### To do
Can you copy out every line of the records below word for word, leaving the pictures out of your answer?
====== Task input ======
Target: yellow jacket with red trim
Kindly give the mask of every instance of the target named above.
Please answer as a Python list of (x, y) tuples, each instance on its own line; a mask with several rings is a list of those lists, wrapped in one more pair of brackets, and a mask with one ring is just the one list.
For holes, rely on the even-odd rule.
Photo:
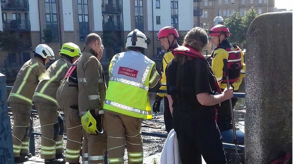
======
### In response
Target: yellow jacket with red trim
Kindly give the mask of every instance of the target named above.
Please answer as a Python list of (x, y) tuples, each instance on its own line; a mask with several rings is a list of those lists, wrapped in one more pair of brackets, and a mask with one ring is just the one list.
For holes, rely on the even-odd rule.
Photo:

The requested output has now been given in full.